§ Tasks and exercises:
A) In the passage on the Triple Canopy decision, reproduce verbatim everything between "While the court’s" and "and by whom.", inclusive.
B) In the passage on the Triple Canopy decision, what did the relator in Rostholder v. Omnicare allege gave rise to FCA claims?

§ Excerpted text:
···

Essentially sidestepping the FCA’s element of falsity, the court held that the elements of materiality and scienter are the best gatekeepers with respect to whether a contractual violation can give rise to a cognizable claim.  After finding the Government had easily pled scienter, the court then addressed materiality.  The court held that “common sense strongly suggests that the Government’s decision to pay a contractor for providing base security in an active combat zone would be influenced by knowledge that the guards could not, for lack of a better term, shoot straight.  In addition, Triple Canopy’s actions covering up the guards’ failure to satisfy the marksmanship requirement suggest its materiality.  If Triple Canopy believed that the marksmanship requirement was immaterial to the Government’s decision to pay, it was unlikely to orchestrate a scheme to falsify records on multiple occasions.”

While the court’s decision may have “common sense” appeal, it falls short of providing a clear standard for determining when a contractual violation can give rise to an FCA claim and when a violation is sufficiently benign that it cannot.  The Triple Canopy court was undoubtedly bothered by the idea of security forces lacking the requisite weapons training (as well as by the associated cover-up), but this begs the question of how the materiality determination should be made in other cases, when and by whom.

Triple Canopy stands in stark contrast to the clarity imparted by the Fourth Circuit’s own decision last year in United States ex rel. Rostholder v. Omnicare, Inc., 745 F.3d 694 (4th Cir. 2014), in which the relator alleged that violations of FDA safety regulations gave rise to FCA claims.  There, the Fourth Circuit affirmed the district court’s dismissal of the relator’s complaint, and clearly held that materiality and falsity are “distinct elements of an FCA claim.”  The court reviewed the relevant regulatory and statutory framework and determined that because Medicare/Medicaid payment was not conditioned on compliance with the safety regulations in question, the relator had failed to plead falsity.  Further, “were we to accept relator’s theory of liability based merely on a regulatory violation, we would sanction the use of the FCA as a sweeping mechanism to promote regulatory compliance, rather than a set of statutes aimed at protecting the financial resources of the government from the consequences of fraudulent conduct.”

···

§ Recorded data:

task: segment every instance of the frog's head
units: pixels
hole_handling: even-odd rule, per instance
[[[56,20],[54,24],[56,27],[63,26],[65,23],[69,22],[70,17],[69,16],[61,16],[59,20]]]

···

§ Responses in order:
A)
While the court’s decision may have “common sense” appeal, it falls short of providing a clear standard for determining when a contractual violation can give rise to an FCA claim and when a violation is sufficiently benign that it cannot.  The Triple Canopy court was undoubtedly bothered by the idea of security forces lacking the requisite weapons training (as well as by the associated cover-up), but this begs the question of how the materiality determination should be made in other cases, when and by whom.

B) Violations of FDA safety regulations.